---------- Task input

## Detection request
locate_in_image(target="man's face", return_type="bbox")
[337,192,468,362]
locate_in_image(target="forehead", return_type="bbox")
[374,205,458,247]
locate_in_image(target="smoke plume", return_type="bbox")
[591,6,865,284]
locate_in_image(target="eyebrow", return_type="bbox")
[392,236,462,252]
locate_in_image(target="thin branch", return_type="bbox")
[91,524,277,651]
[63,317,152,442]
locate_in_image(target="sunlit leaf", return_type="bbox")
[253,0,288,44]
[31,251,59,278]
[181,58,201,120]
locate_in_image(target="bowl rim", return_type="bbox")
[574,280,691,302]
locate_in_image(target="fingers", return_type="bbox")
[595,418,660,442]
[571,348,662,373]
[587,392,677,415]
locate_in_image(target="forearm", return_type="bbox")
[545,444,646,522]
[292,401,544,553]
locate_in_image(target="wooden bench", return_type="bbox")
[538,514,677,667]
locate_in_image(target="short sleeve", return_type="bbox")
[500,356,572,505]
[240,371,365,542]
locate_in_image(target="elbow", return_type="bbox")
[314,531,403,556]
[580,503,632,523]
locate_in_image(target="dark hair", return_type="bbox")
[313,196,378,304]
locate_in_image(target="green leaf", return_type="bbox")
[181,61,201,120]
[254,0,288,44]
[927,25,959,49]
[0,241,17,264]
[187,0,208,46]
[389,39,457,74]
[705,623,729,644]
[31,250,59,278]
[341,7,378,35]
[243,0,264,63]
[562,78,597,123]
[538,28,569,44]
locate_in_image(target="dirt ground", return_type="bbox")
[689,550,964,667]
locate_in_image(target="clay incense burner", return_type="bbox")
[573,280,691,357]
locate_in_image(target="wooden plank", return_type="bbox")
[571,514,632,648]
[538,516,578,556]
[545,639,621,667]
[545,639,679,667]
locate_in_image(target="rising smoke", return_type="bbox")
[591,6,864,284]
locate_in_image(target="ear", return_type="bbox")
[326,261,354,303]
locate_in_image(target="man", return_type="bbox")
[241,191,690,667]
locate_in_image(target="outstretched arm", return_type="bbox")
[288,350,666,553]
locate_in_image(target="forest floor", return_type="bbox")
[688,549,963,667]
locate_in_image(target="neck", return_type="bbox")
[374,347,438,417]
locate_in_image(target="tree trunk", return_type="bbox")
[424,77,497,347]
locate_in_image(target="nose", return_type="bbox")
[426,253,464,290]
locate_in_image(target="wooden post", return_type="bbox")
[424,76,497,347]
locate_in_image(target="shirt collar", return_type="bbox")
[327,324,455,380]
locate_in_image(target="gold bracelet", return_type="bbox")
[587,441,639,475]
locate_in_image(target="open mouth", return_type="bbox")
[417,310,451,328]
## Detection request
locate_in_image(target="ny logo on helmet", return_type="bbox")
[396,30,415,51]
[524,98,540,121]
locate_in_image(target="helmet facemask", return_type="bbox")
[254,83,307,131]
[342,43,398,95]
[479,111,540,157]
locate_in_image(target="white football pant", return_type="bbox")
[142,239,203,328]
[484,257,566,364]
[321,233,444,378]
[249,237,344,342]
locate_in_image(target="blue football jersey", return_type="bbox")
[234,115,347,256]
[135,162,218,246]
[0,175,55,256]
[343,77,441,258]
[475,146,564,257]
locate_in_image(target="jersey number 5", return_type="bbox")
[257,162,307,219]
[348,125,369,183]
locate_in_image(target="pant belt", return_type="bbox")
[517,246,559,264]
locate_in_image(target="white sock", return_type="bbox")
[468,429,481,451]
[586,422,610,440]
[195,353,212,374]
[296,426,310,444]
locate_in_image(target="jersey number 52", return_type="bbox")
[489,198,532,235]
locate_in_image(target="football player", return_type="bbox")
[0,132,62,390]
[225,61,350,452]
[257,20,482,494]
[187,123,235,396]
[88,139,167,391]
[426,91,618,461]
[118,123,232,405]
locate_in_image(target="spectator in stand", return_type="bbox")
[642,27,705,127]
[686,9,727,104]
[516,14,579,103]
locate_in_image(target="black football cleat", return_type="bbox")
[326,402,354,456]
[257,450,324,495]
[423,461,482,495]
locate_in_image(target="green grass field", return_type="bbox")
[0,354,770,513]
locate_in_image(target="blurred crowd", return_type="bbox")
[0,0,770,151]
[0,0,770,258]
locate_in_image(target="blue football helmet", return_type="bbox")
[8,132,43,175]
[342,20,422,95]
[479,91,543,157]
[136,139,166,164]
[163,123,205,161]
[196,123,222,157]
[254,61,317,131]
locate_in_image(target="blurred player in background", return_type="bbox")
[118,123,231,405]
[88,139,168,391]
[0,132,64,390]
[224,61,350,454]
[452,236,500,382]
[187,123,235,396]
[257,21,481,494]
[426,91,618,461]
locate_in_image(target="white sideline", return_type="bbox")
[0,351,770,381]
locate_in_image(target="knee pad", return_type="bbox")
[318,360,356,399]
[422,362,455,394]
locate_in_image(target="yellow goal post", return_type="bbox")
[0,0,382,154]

--------------------

Reproduce all of the material above verbatim, line for line, with nothing added, removed, or changed.

Solved problem -
## Detection request
locate_in_image(target="man's face", return_type="bbox")
[337,192,468,362]
locate_in_image(target="forehead", return_type="bbox")
[374,205,458,247]
locate_in_image(target="smoke plume", return_type="bbox")
[591,6,865,284]
locate_in_image(target="eyebrow", return_type="bbox")
[392,236,462,252]
locate_in_image(target="thin branch", return_type="bbox")
[91,524,277,651]
[63,317,152,442]
locate_in_image(target="sunlit leaf", return_type="bbox")
[253,0,288,44]
[31,251,59,278]
[181,58,201,120]
locate_in_image(target="bowl rim", return_type="bbox")
[574,280,691,302]
locate_in_image(target="fingers", return_type="bbox")
[595,418,660,442]
[571,348,662,373]
[587,392,677,415]
locate_in_image(target="forearm", return_type="bbox")
[545,444,646,522]
[292,401,544,553]
locate_in_image(target="wooden bench", return_type="bbox")
[538,514,677,667]
locate_in_image(target="short sleeve", return_type="bbox")
[500,356,572,505]
[240,371,365,542]
locate_in_image(target="elbow", return_type="bbox")
[314,531,403,556]
[580,503,632,523]
locate_in_image(target="dark hair", return_type="bbox")
[313,196,378,304]
locate_in_image(target="green leaf", return_type="bbox")
[181,61,201,120]
[254,0,288,44]
[927,25,959,49]
[0,241,17,264]
[187,0,208,46]
[389,39,457,74]
[705,623,729,644]
[31,250,59,278]
[341,7,378,35]
[243,0,264,63]
[562,78,597,123]
[538,28,569,44]
locate_in_image(target="dirt ground", return_type="bbox")
[689,550,964,667]
locate_in_image(target="clay incense burner", return_type="bbox")
[573,280,691,357]
locate_in_image(target="wooden plank", return_type="bbox")
[571,514,632,648]
[538,516,578,556]
[545,639,621,667]
[545,639,679,667]
locate_in_image(target="rising smoke", return_type="bbox")
[591,6,864,284]
locate_in_image(target="ear", return_type="bbox")
[326,261,354,303]
locate_in_image(target="man", return_type="bbox")
[241,191,690,667]
locate_in_image(target="outstretched arm", return_type="bbox")
[288,350,666,553]
locate_in_image(target="forest floor", return_type="bbox")
[688,549,963,667]
locate_in_image(target="neck", return_type="bbox")
[374,347,438,417]
locate_in_image(target="tree trunk", return_type="bbox")
[424,77,497,347]
locate_in_image(target="nose", return_type="bbox")
[426,253,464,290]
locate_in_image(target="wooden post", return_type="bbox")
[424,76,497,347]
locate_in_image(target="shirt collar", return_type="bbox")
[327,324,455,380]
locate_in_image(target="gold bracelet", return_type="bbox")
[587,441,639,475]
locate_in_image(target="open mouth", return_type="bbox")
[417,310,451,328]
## Detection request
locate_in_image(target="ny logo on helmet", return_type="bbox")
[396,30,415,51]
[524,98,540,121]
locate_in_image(target="helmet facemask", return_type="bbox")
[254,83,307,131]
[342,43,398,95]
[479,111,540,157]
locate_in_image(target="white football pant", return_type="bbox")
[142,239,203,328]
[484,257,566,364]
[321,233,444,378]
[249,237,344,342]
locate_in_image(target="blue football jersey", return_type="bbox")
[234,115,347,256]
[135,162,218,246]
[0,175,55,256]
[343,77,441,258]
[475,146,564,257]
locate_in_image(target="jersey number 5", return_type="bbox")
[257,162,307,219]
[348,125,369,183]
locate_in_image(target="pant belt", return_type="bbox")
[517,246,559,264]
locate_in_image(target="white sock", return_type="bbox")
[468,429,481,451]
[586,422,610,440]
[195,353,212,374]
[296,426,310,444]
locate_in_image(target="jersey number 52", return_type="bbox")
[489,198,532,235]
locate_in_image(target="football player", return_type="bbox")
[0,132,62,390]
[225,61,350,452]
[257,20,482,494]
[187,123,235,396]
[88,139,167,391]
[426,91,618,461]
[118,123,232,405]
locate_in_image(target="spectator in stand", return_type="bbox")
[642,27,705,127]
[686,9,727,104]
[516,14,579,103]
locate_in_image(target="black football cleat", return_type="bbox")
[326,402,354,456]
[257,450,324,495]
[423,461,482,495]
locate_in_image(target="green grass field", return_type="bbox")
[0,354,770,513]
locate_in_image(target="blurred crowd", return_type="bbox")
[0,0,770,151]
[0,0,770,258]
locate_in_image(target="blue football helmet", return_type="bbox")
[8,132,43,175]
[342,20,422,95]
[479,91,543,157]
[136,139,166,164]
[163,123,205,161]
[196,123,222,157]
[254,61,317,131]
locate_in_image(target="blurred player in background", return_type="bbox")
[118,123,231,405]
[88,139,168,391]
[0,132,64,390]
[224,61,350,454]
[452,236,500,382]
[187,123,235,396]
[257,21,481,494]
[426,91,618,461]
locate_in_image(target="white sideline", return_type="bbox")
[0,351,770,381]
locate_in_image(target="knee pad", return_type="bbox")
[318,360,356,399]
[422,362,455,394]
locate_in_image(target="yellow goal post", return_type="bbox")
[0,0,382,154]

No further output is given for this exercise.